### Working data
++++++
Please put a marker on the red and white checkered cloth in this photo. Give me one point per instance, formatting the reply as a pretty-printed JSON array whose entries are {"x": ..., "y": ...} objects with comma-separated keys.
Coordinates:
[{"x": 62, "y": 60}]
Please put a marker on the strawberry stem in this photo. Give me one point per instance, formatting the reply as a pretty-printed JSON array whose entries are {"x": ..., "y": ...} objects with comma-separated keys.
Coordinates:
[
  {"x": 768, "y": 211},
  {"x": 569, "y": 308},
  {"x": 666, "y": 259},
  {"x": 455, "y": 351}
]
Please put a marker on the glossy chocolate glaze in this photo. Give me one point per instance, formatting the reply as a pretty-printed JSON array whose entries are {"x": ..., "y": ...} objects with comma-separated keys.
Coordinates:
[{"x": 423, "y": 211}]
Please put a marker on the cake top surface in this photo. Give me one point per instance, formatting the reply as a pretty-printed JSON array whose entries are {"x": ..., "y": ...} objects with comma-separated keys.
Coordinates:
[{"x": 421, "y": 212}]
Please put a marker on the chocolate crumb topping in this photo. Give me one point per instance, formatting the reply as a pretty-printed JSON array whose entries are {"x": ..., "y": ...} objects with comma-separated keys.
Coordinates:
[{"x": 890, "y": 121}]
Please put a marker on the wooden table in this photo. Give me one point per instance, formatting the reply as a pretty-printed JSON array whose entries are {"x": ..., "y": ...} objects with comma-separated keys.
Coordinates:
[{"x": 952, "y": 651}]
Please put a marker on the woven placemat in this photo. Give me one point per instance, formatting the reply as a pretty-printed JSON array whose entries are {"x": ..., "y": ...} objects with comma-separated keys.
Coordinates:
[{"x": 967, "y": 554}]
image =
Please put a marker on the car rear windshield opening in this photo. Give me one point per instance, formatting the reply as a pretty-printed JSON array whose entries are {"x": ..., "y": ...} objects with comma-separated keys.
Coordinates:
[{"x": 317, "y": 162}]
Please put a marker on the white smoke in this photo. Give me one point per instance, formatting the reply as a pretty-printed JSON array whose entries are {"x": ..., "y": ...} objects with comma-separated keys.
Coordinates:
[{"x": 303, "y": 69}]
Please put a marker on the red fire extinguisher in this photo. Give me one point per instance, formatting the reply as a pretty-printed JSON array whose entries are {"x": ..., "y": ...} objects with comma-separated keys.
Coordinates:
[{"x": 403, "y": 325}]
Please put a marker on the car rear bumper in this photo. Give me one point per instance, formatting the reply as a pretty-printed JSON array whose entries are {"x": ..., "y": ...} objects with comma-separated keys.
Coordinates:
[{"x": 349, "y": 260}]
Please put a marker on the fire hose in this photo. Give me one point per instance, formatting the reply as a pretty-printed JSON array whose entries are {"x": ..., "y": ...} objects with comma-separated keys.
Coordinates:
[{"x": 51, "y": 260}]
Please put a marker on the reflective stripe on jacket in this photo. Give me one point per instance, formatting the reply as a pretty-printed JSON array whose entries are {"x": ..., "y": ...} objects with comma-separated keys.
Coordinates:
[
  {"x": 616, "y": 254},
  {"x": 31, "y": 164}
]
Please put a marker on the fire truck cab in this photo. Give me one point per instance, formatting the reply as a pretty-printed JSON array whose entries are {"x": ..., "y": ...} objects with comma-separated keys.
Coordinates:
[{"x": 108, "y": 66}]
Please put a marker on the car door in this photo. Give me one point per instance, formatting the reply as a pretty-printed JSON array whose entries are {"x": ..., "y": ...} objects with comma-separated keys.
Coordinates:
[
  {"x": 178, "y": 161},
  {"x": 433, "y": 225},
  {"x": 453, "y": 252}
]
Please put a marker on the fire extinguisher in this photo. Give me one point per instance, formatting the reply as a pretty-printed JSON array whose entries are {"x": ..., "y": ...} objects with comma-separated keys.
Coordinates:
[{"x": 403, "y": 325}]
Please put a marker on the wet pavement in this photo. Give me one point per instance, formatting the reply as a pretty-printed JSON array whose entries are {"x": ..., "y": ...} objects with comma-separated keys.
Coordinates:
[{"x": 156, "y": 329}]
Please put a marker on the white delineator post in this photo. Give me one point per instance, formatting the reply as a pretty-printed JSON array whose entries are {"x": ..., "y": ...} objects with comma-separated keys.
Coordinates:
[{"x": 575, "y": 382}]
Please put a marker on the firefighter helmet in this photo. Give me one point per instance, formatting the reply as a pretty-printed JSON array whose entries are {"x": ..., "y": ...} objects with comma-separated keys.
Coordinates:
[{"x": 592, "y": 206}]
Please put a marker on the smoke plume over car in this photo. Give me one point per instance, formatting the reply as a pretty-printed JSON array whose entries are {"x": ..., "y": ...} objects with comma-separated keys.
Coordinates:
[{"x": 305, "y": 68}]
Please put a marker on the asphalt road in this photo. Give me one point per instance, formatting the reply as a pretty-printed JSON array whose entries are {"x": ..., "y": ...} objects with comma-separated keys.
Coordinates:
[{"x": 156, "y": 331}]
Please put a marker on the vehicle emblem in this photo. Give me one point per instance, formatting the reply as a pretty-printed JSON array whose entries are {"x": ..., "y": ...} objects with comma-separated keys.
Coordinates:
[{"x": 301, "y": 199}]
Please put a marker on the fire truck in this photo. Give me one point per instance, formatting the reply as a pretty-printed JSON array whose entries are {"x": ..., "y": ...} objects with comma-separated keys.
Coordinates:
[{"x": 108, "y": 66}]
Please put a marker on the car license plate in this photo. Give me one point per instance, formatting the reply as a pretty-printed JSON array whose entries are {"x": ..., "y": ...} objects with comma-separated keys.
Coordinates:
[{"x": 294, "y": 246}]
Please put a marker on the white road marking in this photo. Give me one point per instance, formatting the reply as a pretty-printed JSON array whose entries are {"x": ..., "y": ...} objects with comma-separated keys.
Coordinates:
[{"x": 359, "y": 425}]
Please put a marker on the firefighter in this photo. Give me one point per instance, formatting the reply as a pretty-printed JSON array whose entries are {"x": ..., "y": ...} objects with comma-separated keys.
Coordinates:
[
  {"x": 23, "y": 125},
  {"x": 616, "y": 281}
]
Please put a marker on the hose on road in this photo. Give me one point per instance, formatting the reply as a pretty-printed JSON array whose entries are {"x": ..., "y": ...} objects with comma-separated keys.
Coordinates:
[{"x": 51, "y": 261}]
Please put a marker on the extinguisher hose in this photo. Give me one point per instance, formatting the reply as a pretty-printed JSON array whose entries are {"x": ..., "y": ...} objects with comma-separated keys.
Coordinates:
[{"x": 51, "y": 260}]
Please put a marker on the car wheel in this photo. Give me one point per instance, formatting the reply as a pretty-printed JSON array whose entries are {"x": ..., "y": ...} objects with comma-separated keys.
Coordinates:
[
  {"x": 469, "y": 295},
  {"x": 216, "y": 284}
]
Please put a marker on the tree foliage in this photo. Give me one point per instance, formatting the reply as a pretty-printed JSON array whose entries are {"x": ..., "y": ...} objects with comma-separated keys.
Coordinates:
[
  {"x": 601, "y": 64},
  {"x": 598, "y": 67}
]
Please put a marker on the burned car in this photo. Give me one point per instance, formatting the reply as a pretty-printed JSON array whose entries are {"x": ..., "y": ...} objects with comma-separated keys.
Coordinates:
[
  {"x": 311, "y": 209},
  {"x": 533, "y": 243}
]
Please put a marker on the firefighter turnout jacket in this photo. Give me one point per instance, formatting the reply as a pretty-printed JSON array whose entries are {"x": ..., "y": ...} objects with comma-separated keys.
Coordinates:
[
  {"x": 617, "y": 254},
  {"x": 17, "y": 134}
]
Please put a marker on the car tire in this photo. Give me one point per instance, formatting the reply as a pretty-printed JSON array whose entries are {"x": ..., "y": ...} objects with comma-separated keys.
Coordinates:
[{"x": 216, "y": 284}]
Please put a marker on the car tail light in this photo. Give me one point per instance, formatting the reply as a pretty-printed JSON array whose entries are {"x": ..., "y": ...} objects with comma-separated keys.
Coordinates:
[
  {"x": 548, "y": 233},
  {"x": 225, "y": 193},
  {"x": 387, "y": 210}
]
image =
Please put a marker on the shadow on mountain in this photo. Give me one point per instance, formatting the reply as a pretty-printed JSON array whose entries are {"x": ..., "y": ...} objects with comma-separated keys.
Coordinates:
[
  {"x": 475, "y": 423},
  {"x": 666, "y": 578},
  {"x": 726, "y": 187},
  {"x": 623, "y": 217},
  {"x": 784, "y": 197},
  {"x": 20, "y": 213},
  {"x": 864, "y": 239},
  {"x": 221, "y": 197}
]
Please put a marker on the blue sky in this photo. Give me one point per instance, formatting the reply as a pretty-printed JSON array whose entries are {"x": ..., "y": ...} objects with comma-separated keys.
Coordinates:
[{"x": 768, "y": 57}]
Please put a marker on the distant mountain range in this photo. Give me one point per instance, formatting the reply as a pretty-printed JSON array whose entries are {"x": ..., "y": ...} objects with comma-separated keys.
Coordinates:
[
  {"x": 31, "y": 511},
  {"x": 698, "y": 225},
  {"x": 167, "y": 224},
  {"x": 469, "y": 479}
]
++++++
### Objective
Can you write out again every line from the one with "Please put a marker on the blue" through the end of the records, requests included, adding 110 to each x and y coordinate in the answers?

### Reply to the exercise
Please put a marker on the blue sky in this photo. Give me one point per instance, formatting the reply as a pretty-printed JSON array whose entries are {"x": ..., "y": ...} objects with comma-separated keys.
Coordinates:
[{"x": 878, "y": 167}]
Please put a marker on the distant mountain range in this photo. Give me one point per instance, formatting the reply as a pretty-printed JSON array whose entries are {"x": ..., "y": ...} objects with comma-separated keys.
Coordinates:
[
  {"x": 141, "y": 621},
  {"x": 808, "y": 335},
  {"x": 277, "y": 334},
  {"x": 579, "y": 589}
]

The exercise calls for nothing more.